[Dataset entries]

------------------------

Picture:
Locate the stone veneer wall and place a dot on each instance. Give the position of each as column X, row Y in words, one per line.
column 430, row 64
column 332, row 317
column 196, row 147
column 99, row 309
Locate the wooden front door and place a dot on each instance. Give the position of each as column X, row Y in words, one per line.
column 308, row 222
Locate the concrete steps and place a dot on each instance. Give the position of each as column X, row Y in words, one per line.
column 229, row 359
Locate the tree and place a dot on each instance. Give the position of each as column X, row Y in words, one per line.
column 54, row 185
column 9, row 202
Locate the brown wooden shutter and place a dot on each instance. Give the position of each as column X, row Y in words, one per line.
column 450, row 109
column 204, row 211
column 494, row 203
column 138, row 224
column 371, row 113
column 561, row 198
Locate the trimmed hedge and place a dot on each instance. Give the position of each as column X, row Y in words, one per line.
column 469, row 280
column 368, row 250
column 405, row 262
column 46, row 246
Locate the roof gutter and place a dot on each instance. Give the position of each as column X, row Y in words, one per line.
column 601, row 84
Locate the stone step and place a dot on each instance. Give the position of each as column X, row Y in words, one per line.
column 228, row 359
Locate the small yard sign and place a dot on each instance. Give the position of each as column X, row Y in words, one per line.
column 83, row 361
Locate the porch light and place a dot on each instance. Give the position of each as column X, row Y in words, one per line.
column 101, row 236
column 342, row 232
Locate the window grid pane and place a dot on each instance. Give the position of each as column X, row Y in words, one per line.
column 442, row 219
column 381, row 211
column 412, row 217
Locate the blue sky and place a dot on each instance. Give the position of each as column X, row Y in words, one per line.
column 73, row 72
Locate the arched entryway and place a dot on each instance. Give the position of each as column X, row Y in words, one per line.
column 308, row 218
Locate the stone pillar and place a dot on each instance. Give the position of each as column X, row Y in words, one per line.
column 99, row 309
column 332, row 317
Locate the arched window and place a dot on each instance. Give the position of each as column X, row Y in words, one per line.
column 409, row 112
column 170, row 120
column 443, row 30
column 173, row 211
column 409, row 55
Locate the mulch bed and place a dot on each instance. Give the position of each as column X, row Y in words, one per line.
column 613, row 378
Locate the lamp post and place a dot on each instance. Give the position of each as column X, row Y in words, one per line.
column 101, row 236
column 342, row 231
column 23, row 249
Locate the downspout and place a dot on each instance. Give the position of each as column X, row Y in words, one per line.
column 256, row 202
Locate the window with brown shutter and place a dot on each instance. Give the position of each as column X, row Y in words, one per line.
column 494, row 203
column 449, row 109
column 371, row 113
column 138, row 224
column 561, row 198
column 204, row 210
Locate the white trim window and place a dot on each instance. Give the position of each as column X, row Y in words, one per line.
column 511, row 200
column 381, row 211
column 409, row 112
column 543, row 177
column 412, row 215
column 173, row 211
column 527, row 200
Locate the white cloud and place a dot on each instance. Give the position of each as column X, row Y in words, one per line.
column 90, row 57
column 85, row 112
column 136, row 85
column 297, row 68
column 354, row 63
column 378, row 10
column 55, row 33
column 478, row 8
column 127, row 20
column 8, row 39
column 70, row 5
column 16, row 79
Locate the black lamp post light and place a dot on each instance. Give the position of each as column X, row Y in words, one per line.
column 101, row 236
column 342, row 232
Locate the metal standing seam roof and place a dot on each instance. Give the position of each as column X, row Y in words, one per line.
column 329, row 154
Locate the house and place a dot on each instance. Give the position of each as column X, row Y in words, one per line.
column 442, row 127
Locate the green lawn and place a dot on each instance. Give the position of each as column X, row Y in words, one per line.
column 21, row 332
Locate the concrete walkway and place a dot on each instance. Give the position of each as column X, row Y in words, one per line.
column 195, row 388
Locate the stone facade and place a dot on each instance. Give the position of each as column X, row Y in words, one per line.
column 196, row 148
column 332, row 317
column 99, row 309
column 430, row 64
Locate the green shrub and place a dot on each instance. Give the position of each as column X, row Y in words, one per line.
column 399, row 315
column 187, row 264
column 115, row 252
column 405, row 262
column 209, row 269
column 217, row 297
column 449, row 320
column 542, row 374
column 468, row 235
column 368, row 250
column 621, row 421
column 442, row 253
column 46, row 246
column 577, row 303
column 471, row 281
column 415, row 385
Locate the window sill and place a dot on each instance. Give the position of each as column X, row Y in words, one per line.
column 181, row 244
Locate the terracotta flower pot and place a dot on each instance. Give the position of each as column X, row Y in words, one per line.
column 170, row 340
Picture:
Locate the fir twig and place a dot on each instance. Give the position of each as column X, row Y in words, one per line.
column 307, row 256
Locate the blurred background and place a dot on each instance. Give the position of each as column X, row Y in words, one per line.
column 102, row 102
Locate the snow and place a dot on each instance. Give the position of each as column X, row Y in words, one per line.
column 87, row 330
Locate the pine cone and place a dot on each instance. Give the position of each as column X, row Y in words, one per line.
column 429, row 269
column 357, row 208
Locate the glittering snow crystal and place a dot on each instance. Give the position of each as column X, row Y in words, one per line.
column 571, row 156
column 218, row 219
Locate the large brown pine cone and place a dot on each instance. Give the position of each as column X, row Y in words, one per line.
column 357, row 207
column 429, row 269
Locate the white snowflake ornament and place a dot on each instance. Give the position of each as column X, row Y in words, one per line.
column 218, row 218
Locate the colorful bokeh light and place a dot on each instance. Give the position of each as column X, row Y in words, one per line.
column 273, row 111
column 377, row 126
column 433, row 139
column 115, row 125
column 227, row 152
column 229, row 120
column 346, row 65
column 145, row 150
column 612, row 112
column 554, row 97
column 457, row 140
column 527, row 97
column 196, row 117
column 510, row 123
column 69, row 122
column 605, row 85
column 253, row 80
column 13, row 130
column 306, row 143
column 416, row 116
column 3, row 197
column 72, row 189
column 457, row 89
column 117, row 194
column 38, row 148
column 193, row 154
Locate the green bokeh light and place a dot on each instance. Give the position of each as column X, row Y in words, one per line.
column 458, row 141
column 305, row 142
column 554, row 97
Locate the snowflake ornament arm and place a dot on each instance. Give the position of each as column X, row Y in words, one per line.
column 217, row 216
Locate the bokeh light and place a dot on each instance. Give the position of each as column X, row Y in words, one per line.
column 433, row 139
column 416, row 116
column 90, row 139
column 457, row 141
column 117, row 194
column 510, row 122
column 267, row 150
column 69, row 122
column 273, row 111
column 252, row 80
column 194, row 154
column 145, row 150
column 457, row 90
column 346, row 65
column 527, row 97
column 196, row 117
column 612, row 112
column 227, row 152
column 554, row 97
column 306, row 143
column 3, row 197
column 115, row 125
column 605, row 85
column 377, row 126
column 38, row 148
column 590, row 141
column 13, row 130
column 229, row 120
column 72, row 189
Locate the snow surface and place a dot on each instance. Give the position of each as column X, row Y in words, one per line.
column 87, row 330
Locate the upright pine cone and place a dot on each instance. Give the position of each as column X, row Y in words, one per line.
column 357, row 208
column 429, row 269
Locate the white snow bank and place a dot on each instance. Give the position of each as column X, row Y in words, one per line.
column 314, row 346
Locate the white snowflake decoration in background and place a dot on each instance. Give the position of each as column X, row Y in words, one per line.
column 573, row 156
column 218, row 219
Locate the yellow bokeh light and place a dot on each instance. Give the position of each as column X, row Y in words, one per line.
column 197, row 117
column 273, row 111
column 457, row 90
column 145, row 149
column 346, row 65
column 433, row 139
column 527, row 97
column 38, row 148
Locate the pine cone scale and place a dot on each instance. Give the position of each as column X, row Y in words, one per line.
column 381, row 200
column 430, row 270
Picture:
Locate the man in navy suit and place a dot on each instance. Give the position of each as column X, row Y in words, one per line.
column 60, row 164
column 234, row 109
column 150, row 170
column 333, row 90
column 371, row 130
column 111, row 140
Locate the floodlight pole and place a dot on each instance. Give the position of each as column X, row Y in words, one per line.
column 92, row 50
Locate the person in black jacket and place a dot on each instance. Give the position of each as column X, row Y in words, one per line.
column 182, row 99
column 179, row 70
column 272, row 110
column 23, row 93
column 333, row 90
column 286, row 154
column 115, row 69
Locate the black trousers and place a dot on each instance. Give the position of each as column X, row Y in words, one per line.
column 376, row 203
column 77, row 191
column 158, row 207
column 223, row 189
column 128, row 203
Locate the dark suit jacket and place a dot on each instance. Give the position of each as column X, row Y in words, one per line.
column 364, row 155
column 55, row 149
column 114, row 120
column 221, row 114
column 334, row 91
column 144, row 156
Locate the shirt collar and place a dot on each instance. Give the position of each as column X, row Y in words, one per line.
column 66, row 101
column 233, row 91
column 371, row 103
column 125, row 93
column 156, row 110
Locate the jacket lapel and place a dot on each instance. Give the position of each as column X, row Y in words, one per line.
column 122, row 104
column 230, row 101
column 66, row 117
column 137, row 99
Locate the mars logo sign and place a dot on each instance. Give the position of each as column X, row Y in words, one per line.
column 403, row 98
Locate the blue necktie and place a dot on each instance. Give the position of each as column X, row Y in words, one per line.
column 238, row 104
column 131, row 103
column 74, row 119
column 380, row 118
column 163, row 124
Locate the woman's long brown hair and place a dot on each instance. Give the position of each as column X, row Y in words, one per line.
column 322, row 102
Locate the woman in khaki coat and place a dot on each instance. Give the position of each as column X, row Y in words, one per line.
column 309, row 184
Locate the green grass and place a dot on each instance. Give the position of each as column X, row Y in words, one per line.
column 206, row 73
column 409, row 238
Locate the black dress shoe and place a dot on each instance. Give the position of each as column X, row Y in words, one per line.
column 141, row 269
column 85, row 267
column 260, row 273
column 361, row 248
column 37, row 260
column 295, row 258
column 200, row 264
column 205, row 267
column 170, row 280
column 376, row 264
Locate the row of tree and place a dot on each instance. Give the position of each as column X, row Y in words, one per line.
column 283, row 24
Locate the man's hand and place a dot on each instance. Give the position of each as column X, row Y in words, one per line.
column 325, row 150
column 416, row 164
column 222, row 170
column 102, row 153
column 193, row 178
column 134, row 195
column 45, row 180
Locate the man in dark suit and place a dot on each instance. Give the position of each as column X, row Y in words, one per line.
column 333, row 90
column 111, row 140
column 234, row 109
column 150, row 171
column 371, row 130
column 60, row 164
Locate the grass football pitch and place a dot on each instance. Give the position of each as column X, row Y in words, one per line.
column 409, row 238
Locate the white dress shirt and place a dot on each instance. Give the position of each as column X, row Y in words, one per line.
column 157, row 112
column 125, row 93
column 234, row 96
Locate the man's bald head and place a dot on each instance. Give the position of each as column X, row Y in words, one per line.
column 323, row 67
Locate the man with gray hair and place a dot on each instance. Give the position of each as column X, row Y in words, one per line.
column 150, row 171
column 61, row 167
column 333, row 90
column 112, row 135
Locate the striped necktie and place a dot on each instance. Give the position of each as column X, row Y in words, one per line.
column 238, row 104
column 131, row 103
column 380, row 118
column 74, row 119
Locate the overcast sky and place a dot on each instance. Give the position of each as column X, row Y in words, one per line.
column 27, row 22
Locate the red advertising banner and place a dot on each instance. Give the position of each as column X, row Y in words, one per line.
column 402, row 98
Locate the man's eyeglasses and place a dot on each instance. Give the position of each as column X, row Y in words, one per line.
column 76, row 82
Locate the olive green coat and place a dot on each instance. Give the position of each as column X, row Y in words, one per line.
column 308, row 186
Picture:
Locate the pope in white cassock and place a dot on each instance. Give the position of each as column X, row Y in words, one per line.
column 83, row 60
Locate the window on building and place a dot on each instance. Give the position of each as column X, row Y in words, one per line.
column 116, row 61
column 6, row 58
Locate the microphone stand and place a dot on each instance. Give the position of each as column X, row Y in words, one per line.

------------------------

Write out the lines of the records exactly, starting at the one holding "Locate the window on" and ending with the last line, and include no others.

## Answer to the problem
Locate the window on building and place a dot on each instance. Give the position of each as column X, row Y in words, one per line.
column 116, row 61
column 6, row 58
Locate the microphone stand and place a dot on each instance. Give the position of each as column X, row Y in words, one per line.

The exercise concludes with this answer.